** BEGIN Provided passage **
Dudeitsalexa October 13, 2017 3:00 pm

*drowning in my pool of tears*

Dudeitsalexa October 1, 2017 3:31 am

I love whoever placed that short but cute extra at the end. That really reassured us that everything still turn out well xD
(Even though ive read the raws so many freaking times already)

Dudeitsalexa October 1, 2017 2:58 am

As much as I'm seeing so many comments here that are turning against the old man's actions, I am still rooting for them. We should place oursleves in ajusshi's shoes. First of all he's human and we all have insecurities. If I was an older woman and was dating a much younger guy who I actually truly loved, there are so many things that would make me insecure and develop low self confidence, society's judgements being the biggest factor. Nonethless, I'm not saying that ajusshi's actions were correct either.
** END Provided passage **
### Problems to solve
A – Summarize the reader comments in two sentences.
B – Continue the reader comments from their last sentence onward.
The records come from a separate source unrelated to the reader comments.
** BEGIN Entries supplied **
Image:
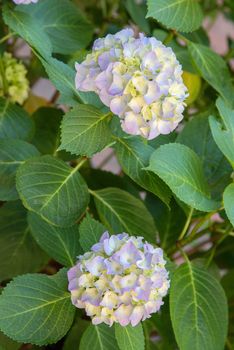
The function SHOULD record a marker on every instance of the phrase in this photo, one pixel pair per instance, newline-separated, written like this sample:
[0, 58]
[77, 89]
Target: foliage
[176, 190]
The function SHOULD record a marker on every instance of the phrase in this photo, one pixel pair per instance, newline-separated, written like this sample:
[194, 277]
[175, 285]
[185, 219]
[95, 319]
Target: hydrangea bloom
[122, 279]
[139, 79]
[24, 2]
[17, 85]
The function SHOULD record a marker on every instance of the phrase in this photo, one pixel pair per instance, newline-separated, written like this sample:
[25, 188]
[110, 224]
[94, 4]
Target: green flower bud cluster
[13, 81]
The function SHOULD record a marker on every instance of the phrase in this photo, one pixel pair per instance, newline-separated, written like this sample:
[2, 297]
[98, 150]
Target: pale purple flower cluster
[25, 2]
[139, 79]
[122, 279]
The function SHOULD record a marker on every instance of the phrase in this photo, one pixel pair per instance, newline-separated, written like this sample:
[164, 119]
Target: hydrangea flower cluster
[122, 279]
[13, 81]
[139, 79]
[25, 2]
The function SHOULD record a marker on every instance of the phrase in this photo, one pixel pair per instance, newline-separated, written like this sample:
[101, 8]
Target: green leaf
[74, 336]
[13, 153]
[228, 198]
[63, 23]
[99, 337]
[122, 212]
[91, 231]
[224, 134]
[228, 285]
[134, 155]
[47, 129]
[29, 29]
[197, 135]
[62, 244]
[53, 190]
[34, 309]
[182, 171]
[182, 15]
[14, 121]
[85, 131]
[131, 338]
[138, 12]
[19, 253]
[63, 78]
[8, 344]
[208, 63]
[169, 221]
[198, 309]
** END Entries supplied **
### Results for each task
A – The commenter Dudeitsalexa loves the short, cute extra placed at the end, which reassured readers that everything would still turn out well, despite having read the raws many times already. Although many comments turn against the old man's actions, the commenter urges readers to put themselves in ajusshi's shoes, noting that he is human, that everyone has insecurities, and that society's judgments would be the biggest source of insecurity when dating a much younger partner, while still not calling his actions correct.

B –
And yes, this situation is very hard and realistic but it doesn't have to have a sad realistic ending either. But instead, why not root for a realistic solution? EXPRESS YOUR FEELINGS AJUSSHI! AS HARD AS IT MIGHT BE! Also ask how HE feels TOO!

I am praying that this is how author san will resolve their relationshp and I don't care how long it will take! (it'd make even more sense if it did take long bc it's a hard situation) Plus, MORE ANGST! xD I AM ROOTING FOR YOU TOO. FIGHTING

    Nachan October 1, 2017 10:41 am

    ah yes, you make good points there, it's all true, but looking at your partner's phone when they're not there and tracking them ... those are some serious trust issues, they may end up together in the end of the series, but this is a big thing and i'd be quite disappointed if the boy thought lightly of this and did nothing

    Maltafenien October 1, 2017 8:24 pm

    Everyone has insecurities--an age gap is not a special one that makes Ahjussi's situation particularly sympathetic. I don't find this argument persuasive because the persons who make this point never seem willing to acknowledge Yoo-Il's much more vulnerable position.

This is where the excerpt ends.